-- Start --
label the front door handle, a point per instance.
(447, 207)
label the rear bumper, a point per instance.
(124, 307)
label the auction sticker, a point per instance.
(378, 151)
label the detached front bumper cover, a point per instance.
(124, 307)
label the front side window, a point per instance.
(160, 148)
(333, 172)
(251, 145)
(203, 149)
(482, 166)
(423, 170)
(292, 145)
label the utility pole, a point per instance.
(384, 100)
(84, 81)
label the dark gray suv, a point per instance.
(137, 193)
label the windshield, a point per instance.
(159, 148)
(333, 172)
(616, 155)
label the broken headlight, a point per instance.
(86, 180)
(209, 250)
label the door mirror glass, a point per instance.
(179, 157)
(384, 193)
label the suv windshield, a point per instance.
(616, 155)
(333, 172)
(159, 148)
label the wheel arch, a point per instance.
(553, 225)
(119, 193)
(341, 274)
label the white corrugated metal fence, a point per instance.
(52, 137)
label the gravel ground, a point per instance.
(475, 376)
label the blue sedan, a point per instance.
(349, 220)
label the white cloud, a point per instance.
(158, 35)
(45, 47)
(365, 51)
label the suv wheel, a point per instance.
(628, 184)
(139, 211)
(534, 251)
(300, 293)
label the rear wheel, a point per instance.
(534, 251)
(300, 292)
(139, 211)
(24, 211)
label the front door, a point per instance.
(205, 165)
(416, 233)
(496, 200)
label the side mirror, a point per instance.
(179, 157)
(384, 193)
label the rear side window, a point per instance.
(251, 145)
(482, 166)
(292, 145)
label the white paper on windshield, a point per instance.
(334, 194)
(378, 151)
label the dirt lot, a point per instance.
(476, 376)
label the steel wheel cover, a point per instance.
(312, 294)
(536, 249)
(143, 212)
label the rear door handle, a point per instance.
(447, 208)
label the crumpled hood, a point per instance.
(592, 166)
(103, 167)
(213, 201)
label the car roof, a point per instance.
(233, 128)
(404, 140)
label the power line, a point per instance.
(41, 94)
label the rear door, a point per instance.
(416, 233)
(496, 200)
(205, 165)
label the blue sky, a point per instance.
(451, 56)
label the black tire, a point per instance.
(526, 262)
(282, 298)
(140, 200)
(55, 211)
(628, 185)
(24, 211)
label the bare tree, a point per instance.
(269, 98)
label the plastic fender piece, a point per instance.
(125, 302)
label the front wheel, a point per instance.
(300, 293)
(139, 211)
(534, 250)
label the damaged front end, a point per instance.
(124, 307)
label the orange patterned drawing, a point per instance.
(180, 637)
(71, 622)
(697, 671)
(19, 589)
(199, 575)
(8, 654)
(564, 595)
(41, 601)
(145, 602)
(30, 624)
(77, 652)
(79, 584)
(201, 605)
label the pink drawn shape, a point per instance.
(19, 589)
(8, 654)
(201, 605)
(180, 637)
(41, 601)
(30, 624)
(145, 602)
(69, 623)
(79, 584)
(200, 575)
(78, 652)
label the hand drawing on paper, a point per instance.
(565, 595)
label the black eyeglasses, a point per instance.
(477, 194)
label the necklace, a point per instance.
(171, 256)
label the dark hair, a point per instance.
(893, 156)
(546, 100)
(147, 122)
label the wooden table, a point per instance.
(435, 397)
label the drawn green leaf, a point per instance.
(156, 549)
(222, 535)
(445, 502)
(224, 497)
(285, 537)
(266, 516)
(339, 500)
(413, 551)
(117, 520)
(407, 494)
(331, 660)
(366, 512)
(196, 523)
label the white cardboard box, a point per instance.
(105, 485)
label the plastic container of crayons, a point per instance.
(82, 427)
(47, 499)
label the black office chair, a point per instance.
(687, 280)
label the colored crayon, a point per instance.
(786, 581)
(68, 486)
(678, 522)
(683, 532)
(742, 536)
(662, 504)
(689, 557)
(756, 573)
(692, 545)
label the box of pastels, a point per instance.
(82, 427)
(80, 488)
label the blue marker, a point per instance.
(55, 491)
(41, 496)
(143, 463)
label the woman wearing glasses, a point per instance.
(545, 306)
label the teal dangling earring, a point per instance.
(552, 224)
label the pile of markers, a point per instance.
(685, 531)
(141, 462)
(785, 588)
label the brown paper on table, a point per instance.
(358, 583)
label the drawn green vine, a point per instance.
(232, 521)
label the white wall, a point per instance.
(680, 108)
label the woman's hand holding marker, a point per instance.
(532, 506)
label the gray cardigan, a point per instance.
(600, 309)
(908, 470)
-- End --
WHAT IS EXPECTED. Rewrite all the entries above as a Markdown table with two columns, Row and Entry line. Give each non-blank line its own numbered row, and leave out blank lines.

EXPECTED ANSWER.
| Row | Entry line |
|---|---|
| 1 | label the front door handle, a point per instance. |
| 2 | (447, 207) |
| 3 | label the rear bumper, a point per instance. |
| 4 | (124, 307) |
| 5 | label the auction sticker, a point per instance. |
| 6 | (378, 151) |
| 7 | label the detached front bumper cover, a point per instance. |
| 8 | (124, 307) |
| 9 | label the front side window, a point per instance. |
| 10 | (160, 148) |
| 11 | (333, 172) |
| 12 | (251, 145) |
| 13 | (203, 149) |
| 14 | (482, 166) |
| 15 | (423, 170) |
| 16 | (292, 145) |
| 17 | label the utility pole, a point per instance. |
| 18 | (384, 100) |
| 19 | (84, 81) |
| 20 | label the dark gray suv, a point per instance. |
| 21 | (137, 193) |
| 22 | label the windshield, a point per instance. |
| 23 | (159, 148) |
| 24 | (333, 172) |
| 25 | (616, 155) |
| 26 | label the broken headlight, a point per instance. |
| 27 | (86, 180) |
| 28 | (209, 250) |
| 29 | label the door mirror glass, a point per instance. |
| 30 | (179, 157) |
| 31 | (384, 193) |
| 32 | label the suv windshield, a point per instance. |
| 33 | (616, 155) |
| 34 | (333, 172) |
| 35 | (159, 148) |
| 36 | label the wheel arch, a point per instance. |
| 37 | (553, 225) |
| 38 | (119, 193) |
| 39 | (341, 274) |
| 40 | label the white corrugated metal fence, a point per instance. |
| 41 | (52, 137) |
| 42 | label the gravel ground, a point per instance. |
| 43 | (475, 376) |
| 44 | label the blue sedan, a point per instance. |
| 45 | (349, 220) |
| 46 | label the white cloud, a point per instance. |
| 47 | (158, 35) |
| 48 | (45, 47) |
| 49 | (365, 51) |
| 50 | label the suv wheel, a point per instance. |
| 51 | (628, 184) |
| 52 | (139, 211) |
| 53 | (534, 251) |
| 54 | (300, 293) |
| 55 | label the rear wheel, a point per instance. |
| 56 | (534, 251) |
| 57 | (300, 292) |
| 58 | (139, 211) |
| 59 | (24, 211) |
| 60 | label the front door, a point per instance. |
| 61 | (205, 165) |
| 62 | (416, 233) |
| 63 | (496, 200) |
| 64 | label the side mirror, a point per instance. |
| 65 | (179, 157) |
| 66 | (384, 193) |
| 67 | label the rear side window, a point per instance. |
| 68 | (251, 145) |
| 69 | (482, 166) |
| 70 | (292, 145) |
| 71 | label the white paper on windshield, a point per instance. |
| 72 | (334, 194) |
| 73 | (378, 151) |
| 74 | label the dirt lot, a point per instance. |
| 75 | (476, 376) |
| 76 | label the steel wheel cover, a point per instance. |
| 77 | (312, 294) |
| 78 | (536, 249) |
| 79 | (143, 212) |
| 80 | label the rear door handle, a point per instance. |
| 81 | (447, 208) |
| 82 | label the crumpled hood, a point per instance. |
| 83 | (592, 166) |
| 84 | (103, 167) |
| 85 | (213, 201) |
| 86 | label the car roof, a point per instance. |
| 87 | (233, 128) |
| 88 | (404, 140) |
| 89 | label the power line, a point per instance. |
| 90 | (41, 94) |
| 91 | label the rear door, a point per instance. |
| 92 | (416, 233) |
| 93 | (496, 200) |
| 94 | (205, 165) |
| 95 | label the blue sky, a point per instance. |
| 96 | (451, 56) |
| 97 | label the black tire, a point per instance. |
| 98 | (526, 262) |
| 99 | (282, 298) |
| 100 | (140, 200) |
| 101 | (55, 211) |
| 102 | (628, 185) |
| 103 | (24, 211) |
| 104 | label the bare tree, a point per instance. |
| 105 | (269, 98) |
| 106 | label the plastic fender piece, a point per instance. |
| 107 | (125, 302) |
| 108 | label the front wheel, a point per instance. |
| 109 | (300, 293) |
| 110 | (139, 211) |
| 111 | (534, 250) |
| 112 | label the damaged front end, a point per instance. |
| 113 | (124, 307) |
| 114 | label the orange patterned drawing, a point per instance. |
| 115 | (180, 637) |
| 116 | (71, 622) |
| 117 | (697, 671) |
| 118 | (19, 589) |
| 119 | (199, 575) |
| 120 | (8, 654) |
| 121 | (564, 595) |
| 122 | (41, 601) |
| 123 | (145, 602) |
| 124 | (30, 624) |
| 125 | (77, 652) |
| 126 | (79, 584) |
| 127 | (201, 605) |
| 128 | label the pink drawn shape, a point per instance. |
| 129 | (19, 589) |
| 130 | (8, 654) |
| 131 | (201, 605) |
| 132 | (180, 637) |
| 133 | (41, 601) |
| 134 | (30, 624) |
| 135 | (145, 602) |
| 136 | (69, 623) |
| 137 | (79, 584) |
| 138 | (200, 575) |
| 139 | (78, 652) |
| 140 | label the hand drawing on paper, a point per instance. |
| 141 | (565, 595) |
| 142 | label the black eyeglasses, a point per instance. |
| 143 | (477, 194) |
| 144 | label the necklace, a point per instance. |
| 145 | (171, 256) |
| 146 | label the dark hair, a point per instance. |
| 147 | (893, 156) |
| 148 | (546, 100) |
| 149 | (147, 122) |
| 150 | label the wooden table, a point per instance. |
| 151 | (435, 397) |
| 152 | label the drawn green leaf, a point per instance. |
| 153 | (156, 549) |
| 154 | (222, 535) |
| 155 | (445, 502) |
| 156 | (224, 497) |
| 157 | (285, 537) |
| 158 | (266, 516) |
| 159 | (339, 500) |
| 160 | (413, 551) |
| 161 | (117, 520) |
| 162 | (407, 494) |
| 163 | (331, 660) |
| 164 | (366, 512) |
| 165 | (196, 523) |
| 166 | label the white cardboard box, a point per instance. |
| 167 | (105, 485) |
| 168 | label the plastic container of crayons, a point per instance. |
| 169 | (82, 427) |
| 170 | (47, 499) |
| 171 | label the black office chair, a point per instance. |
| 172 | (687, 280) |
| 173 | label the colored crayon, a point per instance. |
| 174 | (786, 581) |
| 175 | (68, 486) |
| 176 | (678, 522) |
| 177 | (683, 532) |
| 178 | (742, 536) |
| 179 | (662, 504) |
| 180 | (689, 557) |
| 181 | (756, 573) |
| 182 | (692, 545) |
| 183 | label the box of pastels, a point per instance. |
| 184 | (82, 427) |
| 185 | (80, 488) |
| 186 | label the blue marker, a point per instance. |
| 187 | (55, 491) |
| 188 | (41, 496) |
| 189 | (143, 463) |
| 190 | label the woman wearing glasses, a point per instance. |
| 191 | (545, 306) |
| 192 | label the teal dangling earring, a point per instance. |
| 193 | (552, 224) |
| 194 | label the pile of markers, a point per instance. |
| 195 | (685, 531) |
| 196 | (141, 462) |
| 197 | (785, 588) |
| 198 | label the brown paper on table, a point per instance. |
| 199 | (358, 583) |
| 200 | label the drawn green vine, a point per instance. |
| 201 | (232, 521) |
| 202 | label the white wall, a point per instance. |
| 203 | (680, 108) |
| 204 | label the woman's hand holding marker, a point per instance. |
| 205 | (532, 506) |
| 206 | label the gray cardigan, a point per instance. |
| 207 | (600, 309) |
| 208 | (908, 470) |